__GIVEN PROBLEM__: Exactly repeat the full listing that follows.

[INFORMATION PROVIDED start]

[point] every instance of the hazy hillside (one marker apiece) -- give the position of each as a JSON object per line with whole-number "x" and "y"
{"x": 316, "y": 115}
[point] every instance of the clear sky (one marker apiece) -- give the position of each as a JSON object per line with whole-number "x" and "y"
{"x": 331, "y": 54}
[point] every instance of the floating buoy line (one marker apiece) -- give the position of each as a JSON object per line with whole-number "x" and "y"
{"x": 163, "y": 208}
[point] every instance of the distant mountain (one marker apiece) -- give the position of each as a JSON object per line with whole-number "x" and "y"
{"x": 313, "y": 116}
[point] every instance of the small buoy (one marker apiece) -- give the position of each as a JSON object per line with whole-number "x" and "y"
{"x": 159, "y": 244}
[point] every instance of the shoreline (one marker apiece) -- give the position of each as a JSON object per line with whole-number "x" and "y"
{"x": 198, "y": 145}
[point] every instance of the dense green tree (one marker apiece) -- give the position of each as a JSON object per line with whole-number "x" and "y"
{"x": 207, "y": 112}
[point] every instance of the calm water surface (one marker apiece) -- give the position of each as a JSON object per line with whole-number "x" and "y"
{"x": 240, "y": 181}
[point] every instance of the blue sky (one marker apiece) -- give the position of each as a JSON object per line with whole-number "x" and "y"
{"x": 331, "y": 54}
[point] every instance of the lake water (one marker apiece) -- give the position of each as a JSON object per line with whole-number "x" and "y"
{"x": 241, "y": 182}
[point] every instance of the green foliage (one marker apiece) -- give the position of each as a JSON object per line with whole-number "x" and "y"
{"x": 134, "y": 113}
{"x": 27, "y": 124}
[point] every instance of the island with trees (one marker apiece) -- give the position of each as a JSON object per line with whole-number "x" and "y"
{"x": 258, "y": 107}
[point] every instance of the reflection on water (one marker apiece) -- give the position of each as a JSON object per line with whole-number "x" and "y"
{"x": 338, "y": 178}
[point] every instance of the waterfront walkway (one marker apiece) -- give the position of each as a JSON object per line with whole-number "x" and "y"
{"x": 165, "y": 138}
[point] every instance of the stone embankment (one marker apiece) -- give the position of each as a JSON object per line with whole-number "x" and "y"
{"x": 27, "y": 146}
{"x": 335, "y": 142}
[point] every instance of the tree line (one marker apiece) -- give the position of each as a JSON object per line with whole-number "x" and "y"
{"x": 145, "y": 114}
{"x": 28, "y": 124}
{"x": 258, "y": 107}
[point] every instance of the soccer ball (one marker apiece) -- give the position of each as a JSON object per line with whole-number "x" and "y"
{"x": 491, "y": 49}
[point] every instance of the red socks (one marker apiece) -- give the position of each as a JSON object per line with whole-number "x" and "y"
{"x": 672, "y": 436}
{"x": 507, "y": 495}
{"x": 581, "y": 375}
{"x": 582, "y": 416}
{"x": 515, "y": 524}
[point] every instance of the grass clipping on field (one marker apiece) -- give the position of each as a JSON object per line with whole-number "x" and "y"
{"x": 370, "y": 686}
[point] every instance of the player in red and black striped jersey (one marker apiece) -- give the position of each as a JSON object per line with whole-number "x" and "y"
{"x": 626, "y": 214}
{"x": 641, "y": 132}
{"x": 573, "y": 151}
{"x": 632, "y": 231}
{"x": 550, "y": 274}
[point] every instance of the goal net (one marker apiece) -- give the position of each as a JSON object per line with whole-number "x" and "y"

[INFORMATION PROVIDED end]

__SOLUTION TO THIS TASK__:
[point] every instance of the hazy hillside (one marker apiece) -- give the position of each as a JSON object per line with whole-number "x" and "y"
{"x": 316, "y": 115}
[point] every instance of the clear sky (one marker apiece) -- give the position of each as a JSON object per line with whole-number "x" and "y"
{"x": 331, "y": 54}
[point] every instance of the floating buoy line (one marker apiece) -- give the position of each as a JSON object per line with whole-number "x" and "y"
{"x": 163, "y": 208}
[point] every instance of the distant mountain (one marker apiece) -- give the position of each as a JSON object per line with whole-number "x" and "y"
{"x": 313, "y": 116}
[point] every instance of the small buoy (one marker apiece) -- give the position of each as a JSON object per line with whole-number "x" and "y"
{"x": 159, "y": 244}
[point] every instance of the shoreline (one marker apiece) -- give the position of each as a JSON object per line with whole-number "x" and "y"
{"x": 198, "y": 145}
[point] every instance of the dense green tree (one marker apiece) -- give the position of each as a JSON object per line with whole-number "x" and "y"
{"x": 207, "y": 112}
[point] every instance of the calm water surface (one marker apiece) -- give the position of each as a JSON object per line with whole-number "x" and "y"
{"x": 240, "y": 181}
[point] every instance of the blue sky (one marker apiece) -- give the position of each as a JSON object per line with whole-number "x" and "y"
{"x": 331, "y": 54}
[point] every instance of the lake water (one marker apiece) -- give the position of each as a JSON object per line with whole-number "x" and "y"
{"x": 241, "y": 182}
[point] every instance of the green foliage (one marker apiece) -- give the position of each as a JSON object per line with whole-number "x" and "y"
{"x": 134, "y": 113}
{"x": 27, "y": 124}
[point] every instance of the island with trees (one marker apiece) -- give the position of each as a JSON object per line with whole-number "x" and "y"
{"x": 258, "y": 107}
[point] every instance of the reflection on water (one marker apiece) -- give the position of each as a JSON object per line with whole-number "x" and "y"
{"x": 338, "y": 178}
[point] every instance of the waterfront walkway (one marker apiece) -- give the position of each as a JSON object per line with whole-number "x" and "y"
{"x": 165, "y": 138}
[point] every instance of the stone embankment (one marker apiece) -- give the position of each as a JSON object per line with whole-number "x" and "y"
{"x": 27, "y": 146}
{"x": 335, "y": 142}
[point] every instance of the tree line (one marker apiece) -- give the position of each as a JSON object per line with whole-number "x" and "y"
{"x": 145, "y": 114}
{"x": 28, "y": 124}
{"x": 258, "y": 107}
[point] every instance of the soccer ball (one marker apiece) -- give the position of each as a JSON object per line with whole-number "x" and "y"
{"x": 491, "y": 49}
[point] every instance of the red socks (one marker apiece) -- give the position of each as a JSON object per line with whole-number "x" and "y"
{"x": 672, "y": 436}
{"x": 507, "y": 495}
{"x": 581, "y": 375}
{"x": 582, "y": 416}
{"x": 515, "y": 524}
[point] every instance of the grass clipping on field (one marker apiece) -- give the position of each as a JSON object per line with whole-number "x" and "y"
{"x": 370, "y": 686}
[point] every instance of the player in red and black striped jersey (one marker apiece) -- give the position of each as a JSON object per line with whole-number "x" and "y"
{"x": 626, "y": 214}
{"x": 641, "y": 132}
{"x": 573, "y": 151}
{"x": 632, "y": 231}
{"x": 550, "y": 274}
[point] every instance of the goal net (one marker apiece) -- give the position of each as a JSON object per line with whole-number "x" and "y"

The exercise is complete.